Everything from the line containing "point: fir tree" to the final line of the records below should be given again exactly, and nothing else.
___ EXERCISE INPUT
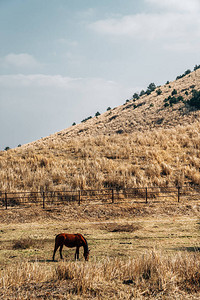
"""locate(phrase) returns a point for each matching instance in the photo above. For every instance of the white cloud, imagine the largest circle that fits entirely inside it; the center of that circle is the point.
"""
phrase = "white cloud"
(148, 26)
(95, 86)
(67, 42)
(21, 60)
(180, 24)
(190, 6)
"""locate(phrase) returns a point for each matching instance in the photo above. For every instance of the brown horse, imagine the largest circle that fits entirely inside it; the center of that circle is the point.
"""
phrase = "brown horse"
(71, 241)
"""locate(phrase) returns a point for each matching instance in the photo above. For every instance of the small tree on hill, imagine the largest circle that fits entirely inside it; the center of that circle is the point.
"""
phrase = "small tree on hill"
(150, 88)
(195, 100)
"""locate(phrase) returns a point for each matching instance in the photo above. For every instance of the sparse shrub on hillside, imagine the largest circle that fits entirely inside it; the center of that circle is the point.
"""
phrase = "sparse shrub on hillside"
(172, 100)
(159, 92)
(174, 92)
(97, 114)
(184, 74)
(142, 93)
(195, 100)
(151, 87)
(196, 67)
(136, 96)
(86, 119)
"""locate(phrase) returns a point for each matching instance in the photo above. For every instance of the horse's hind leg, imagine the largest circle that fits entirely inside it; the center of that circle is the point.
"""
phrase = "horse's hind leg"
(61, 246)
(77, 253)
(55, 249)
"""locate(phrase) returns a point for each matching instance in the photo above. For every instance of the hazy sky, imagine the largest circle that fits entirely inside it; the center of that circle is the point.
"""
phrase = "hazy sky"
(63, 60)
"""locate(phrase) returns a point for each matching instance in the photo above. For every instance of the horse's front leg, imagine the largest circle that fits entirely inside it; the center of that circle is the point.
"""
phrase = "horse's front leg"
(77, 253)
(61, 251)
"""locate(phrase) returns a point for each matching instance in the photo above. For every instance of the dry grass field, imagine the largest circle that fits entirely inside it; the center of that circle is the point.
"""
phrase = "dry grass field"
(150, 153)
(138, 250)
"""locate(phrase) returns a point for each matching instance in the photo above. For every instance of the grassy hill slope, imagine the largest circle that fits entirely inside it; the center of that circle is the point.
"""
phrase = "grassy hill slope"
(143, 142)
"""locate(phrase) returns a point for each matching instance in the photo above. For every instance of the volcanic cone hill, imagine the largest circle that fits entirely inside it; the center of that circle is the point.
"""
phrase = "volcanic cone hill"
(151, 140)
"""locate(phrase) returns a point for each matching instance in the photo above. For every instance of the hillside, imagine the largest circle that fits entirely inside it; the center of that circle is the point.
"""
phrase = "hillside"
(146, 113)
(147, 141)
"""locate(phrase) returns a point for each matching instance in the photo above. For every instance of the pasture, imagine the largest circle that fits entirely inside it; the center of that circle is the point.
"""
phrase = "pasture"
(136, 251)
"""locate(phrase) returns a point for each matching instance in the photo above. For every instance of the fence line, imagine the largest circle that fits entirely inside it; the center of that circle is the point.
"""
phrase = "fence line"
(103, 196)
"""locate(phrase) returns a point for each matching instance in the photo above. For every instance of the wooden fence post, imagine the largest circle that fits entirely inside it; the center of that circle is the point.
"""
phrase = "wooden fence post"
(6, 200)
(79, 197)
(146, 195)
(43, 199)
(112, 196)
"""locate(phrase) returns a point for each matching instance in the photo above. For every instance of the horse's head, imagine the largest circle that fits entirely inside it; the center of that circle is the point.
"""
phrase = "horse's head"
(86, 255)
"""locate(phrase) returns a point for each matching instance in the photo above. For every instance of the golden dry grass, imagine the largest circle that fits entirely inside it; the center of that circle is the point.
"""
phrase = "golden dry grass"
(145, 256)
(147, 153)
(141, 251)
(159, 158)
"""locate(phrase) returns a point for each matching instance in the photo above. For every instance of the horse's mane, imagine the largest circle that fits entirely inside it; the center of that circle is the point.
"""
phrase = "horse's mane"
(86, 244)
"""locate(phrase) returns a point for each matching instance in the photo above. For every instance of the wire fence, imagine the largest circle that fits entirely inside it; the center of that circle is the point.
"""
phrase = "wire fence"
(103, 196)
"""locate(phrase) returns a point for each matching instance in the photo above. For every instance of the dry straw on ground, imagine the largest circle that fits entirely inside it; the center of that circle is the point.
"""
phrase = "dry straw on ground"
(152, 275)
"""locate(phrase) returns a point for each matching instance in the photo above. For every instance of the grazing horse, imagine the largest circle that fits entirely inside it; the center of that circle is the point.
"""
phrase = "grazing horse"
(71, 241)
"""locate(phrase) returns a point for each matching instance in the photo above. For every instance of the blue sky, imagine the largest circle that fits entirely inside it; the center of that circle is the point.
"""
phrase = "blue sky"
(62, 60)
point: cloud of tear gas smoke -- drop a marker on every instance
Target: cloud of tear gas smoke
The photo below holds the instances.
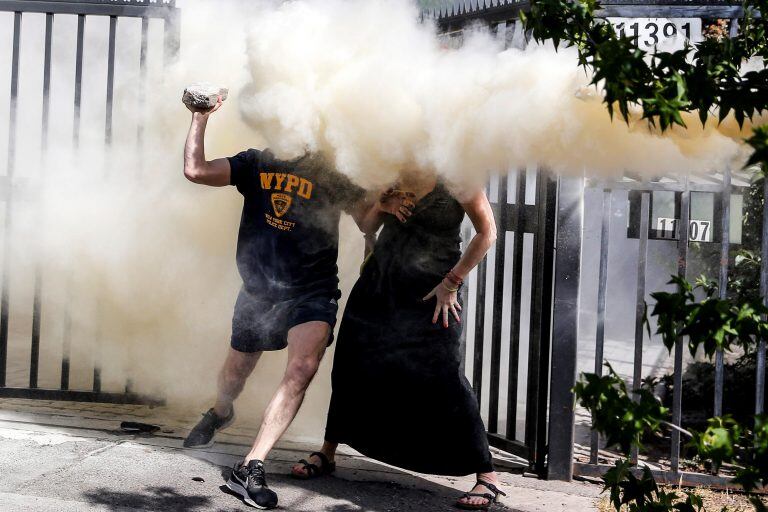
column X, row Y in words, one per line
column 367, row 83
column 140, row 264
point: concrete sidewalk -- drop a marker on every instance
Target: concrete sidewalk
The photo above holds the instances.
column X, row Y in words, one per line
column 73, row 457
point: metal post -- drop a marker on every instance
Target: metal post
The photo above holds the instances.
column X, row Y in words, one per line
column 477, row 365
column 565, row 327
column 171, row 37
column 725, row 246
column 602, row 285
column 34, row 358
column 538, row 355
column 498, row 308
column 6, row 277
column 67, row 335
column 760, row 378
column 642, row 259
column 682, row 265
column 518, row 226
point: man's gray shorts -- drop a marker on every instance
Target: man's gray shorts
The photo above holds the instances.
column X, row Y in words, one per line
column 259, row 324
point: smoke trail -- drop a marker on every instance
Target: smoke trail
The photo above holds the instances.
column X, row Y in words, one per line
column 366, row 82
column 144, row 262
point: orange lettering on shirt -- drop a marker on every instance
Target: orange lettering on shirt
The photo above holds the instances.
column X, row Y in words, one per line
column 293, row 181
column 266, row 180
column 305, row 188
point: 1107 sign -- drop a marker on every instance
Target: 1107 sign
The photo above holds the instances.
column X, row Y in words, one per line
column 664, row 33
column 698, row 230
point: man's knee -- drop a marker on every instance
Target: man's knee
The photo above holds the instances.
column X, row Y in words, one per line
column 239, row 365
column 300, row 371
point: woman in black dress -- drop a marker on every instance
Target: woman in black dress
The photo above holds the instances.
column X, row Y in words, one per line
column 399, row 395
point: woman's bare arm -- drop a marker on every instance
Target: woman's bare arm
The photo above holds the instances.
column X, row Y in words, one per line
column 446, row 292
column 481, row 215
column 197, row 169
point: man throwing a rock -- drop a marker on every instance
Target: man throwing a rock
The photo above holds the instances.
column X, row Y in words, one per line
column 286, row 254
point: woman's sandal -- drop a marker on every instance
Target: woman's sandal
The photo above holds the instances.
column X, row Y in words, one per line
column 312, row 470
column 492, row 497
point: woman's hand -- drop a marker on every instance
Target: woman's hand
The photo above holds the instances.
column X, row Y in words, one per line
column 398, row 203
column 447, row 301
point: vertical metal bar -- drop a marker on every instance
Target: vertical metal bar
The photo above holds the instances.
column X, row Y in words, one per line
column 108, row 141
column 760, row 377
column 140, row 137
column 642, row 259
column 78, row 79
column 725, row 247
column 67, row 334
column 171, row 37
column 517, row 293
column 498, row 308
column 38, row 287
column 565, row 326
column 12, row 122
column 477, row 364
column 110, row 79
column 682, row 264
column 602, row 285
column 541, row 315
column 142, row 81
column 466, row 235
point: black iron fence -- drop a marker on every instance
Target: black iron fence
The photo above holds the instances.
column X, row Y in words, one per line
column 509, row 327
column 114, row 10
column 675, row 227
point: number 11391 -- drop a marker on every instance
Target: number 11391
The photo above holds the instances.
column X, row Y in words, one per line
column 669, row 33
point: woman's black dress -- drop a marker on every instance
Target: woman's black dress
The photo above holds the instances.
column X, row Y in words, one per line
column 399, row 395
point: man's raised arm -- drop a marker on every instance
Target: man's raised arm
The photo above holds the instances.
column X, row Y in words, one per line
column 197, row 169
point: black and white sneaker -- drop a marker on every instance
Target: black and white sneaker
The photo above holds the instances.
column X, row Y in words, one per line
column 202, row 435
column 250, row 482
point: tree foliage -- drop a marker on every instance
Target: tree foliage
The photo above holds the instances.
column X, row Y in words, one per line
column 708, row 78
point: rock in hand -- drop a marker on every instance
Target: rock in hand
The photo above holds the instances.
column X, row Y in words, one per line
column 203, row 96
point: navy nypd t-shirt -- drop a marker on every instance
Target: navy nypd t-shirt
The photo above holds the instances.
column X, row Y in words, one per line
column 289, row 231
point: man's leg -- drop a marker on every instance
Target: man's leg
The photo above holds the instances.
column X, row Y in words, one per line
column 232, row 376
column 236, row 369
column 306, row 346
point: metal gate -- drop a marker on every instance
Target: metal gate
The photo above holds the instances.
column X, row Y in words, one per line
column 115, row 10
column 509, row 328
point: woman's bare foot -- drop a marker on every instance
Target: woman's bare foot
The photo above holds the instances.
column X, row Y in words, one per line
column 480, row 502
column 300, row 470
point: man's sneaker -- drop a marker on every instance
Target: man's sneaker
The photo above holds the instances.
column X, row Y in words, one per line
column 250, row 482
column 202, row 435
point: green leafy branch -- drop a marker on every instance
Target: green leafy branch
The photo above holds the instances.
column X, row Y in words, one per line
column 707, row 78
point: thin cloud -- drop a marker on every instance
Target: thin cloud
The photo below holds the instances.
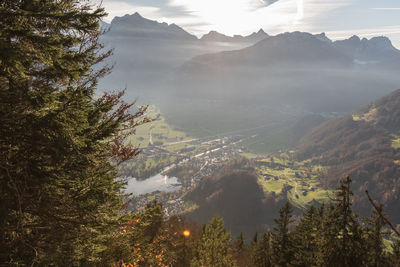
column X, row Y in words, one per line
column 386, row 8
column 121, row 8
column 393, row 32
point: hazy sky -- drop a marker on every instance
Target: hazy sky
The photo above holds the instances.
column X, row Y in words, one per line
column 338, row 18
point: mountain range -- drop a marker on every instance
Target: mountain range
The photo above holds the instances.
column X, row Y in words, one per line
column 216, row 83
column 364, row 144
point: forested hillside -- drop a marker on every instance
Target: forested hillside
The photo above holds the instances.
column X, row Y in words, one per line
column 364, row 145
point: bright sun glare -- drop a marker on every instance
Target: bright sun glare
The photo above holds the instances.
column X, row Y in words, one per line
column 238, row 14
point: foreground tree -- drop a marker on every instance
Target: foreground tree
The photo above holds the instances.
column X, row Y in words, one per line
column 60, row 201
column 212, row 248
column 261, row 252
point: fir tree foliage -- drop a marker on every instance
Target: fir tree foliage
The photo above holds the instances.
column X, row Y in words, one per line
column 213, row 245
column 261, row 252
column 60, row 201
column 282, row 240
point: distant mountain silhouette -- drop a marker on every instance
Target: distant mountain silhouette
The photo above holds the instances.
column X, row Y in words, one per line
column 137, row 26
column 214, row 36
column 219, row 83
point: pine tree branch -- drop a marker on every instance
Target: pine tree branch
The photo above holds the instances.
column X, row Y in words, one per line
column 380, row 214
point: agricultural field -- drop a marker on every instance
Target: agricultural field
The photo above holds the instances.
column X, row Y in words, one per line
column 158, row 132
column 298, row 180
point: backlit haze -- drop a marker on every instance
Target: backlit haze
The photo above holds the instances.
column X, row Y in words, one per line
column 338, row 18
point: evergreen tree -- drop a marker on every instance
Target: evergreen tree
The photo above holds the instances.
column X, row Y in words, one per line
______
> **WRITTEN ANSWER**:
point: fir tree foliage -- drop a marker on every instance
Target: fir tree foliage
The photo above holds the instances.
column X, row Y in words, one per line
column 213, row 245
column 261, row 252
column 60, row 201
column 282, row 240
point: distant mountain silhouette -- drop a marker on every instance
Target: distant mountain silhouette
The photo above holds the instances.
column X, row Y in words, one per line
column 137, row 26
column 214, row 36
column 219, row 83
point: pine tree branch -- drop a marker on every instance
Target: pine tree branch
The photo above holds the instances.
column X, row Y in words, one per line
column 380, row 214
point: agricultural field -- drop a marker on every instance
Target: agricultural field
The photo above holds the instances.
column X, row Y in words, one per line
column 158, row 132
column 298, row 180
point: backlit haze -- drop a marker on every instance
Target: backlit haze
The photo above holds the instances.
column X, row Y in words, one per line
column 338, row 18
point: evergreen tree -- drop a marker on every instance
Target: evergreen tree
The photo above holds the instances.
column X, row Y in words, one per line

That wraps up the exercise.